Switch every "jersey" in the entries below to "shirt", and give all the lines again with nothing else changed.
[start]
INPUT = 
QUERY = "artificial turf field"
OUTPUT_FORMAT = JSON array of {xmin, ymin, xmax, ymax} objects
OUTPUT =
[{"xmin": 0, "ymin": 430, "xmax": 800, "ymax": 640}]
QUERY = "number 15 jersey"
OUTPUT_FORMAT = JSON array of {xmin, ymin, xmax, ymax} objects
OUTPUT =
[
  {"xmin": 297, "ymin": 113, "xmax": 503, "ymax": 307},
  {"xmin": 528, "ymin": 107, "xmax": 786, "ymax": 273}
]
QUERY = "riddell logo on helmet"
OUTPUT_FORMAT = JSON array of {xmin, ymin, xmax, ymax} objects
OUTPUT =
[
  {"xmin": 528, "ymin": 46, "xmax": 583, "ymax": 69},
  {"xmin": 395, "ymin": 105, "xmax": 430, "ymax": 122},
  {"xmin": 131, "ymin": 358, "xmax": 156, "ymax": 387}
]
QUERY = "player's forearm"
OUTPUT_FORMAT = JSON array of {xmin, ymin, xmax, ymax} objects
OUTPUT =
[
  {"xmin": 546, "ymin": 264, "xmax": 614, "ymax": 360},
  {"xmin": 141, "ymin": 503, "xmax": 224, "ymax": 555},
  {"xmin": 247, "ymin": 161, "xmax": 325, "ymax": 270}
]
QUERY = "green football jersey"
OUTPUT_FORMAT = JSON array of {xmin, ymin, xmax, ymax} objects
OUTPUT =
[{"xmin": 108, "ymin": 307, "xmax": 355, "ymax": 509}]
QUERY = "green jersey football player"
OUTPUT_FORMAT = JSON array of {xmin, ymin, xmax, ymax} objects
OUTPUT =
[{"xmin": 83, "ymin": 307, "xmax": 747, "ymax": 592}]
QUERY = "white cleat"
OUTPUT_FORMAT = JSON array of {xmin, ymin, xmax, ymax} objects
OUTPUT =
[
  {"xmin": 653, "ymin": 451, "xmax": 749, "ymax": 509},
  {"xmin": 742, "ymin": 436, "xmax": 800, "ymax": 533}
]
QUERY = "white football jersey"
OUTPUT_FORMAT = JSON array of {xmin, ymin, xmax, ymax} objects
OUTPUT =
[end]
▸ FINISHED TASK
INPUT = 
QUERY = "artificial turf field"
OUTPUT_FORMAT = JSON array of {xmin, ymin, xmax, ymax} objects
OUTPUT =
[{"xmin": 0, "ymin": 430, "xmax": 800, "ymax": 640}]
QUERY = "number 15 shirt"
OUTPUT_FORMAT = JSON array of {xmin, ymin, xmax, ymax} objects
OUTPUT =
[
  {"xmin": 297, "ymin": 113, "xmax": 503, "ymax": 307},
  {"xmin": 528, "ymin": 107, "xmax": 786, "ymax": 273}
]
QUERY = "riddell logo on helmet"
OUTPUT_FORMAT = JSON array of {xmin, ymin, xmax, ymax} objects
OUTPUT =
[
  {"xmin": 528, "ymin": 46, "xmax": 583, "ymax": 69},
  {"xmin": 395, "ymin": 105, "xmax": 430, "ymax": 122},
  {"xmin": 131, "ymin": 358, "xmax": 156, "ymax": 387}
]
QUERY = "player's forearm"
OUTPUT_FORMAT = JSON array of {xmin, ymin, xmax, ymax} objects
OUTPUT =
[
  {"xmin": 546, "ymin": 264, "xmax": 614, "ymax": 360},
  {"xmin": 141, "ymin": 503, "xmax": 224, "ymax": 555},
  {"xmin": 247, "ymin": 161, "xmax": 325, "ymax": 270}
]
QUERY = "green football shirt"
OUTPUT_FORMAT = JSON array of {xmin, ymin, xmax, ymax} objects
OUTPUT =
[{"xmin": 108, "ymin": 307, "xmax": 355, "ymax": 509}]
QUERY = "green shirt football player"
OUTPUT_FORMAT = JSON array of {xmin, ymin, xmax, ymax} objects
OUTPUT =
[{"xmin": 83, "ymin": 307, "xmax": 747, "ymax": 592}]
QUERY = "white cleat"
OUTPUT_FORMAT = JSON array of {xmin, ymin, xmax, ymax} objects
OUTPUT =
[
  {"xmin": 653, "ymin": 451, "xmax": 749, "ymax": 509},
  {"xmin": 742, "ymin": 436, "xmax": 800, "ymax": 533}
]
QUERY = "white football shirt"
OUTPUT_FORMAT = JSON array of {xmin, ymin, xmax, ymax} objects
OUTPUT =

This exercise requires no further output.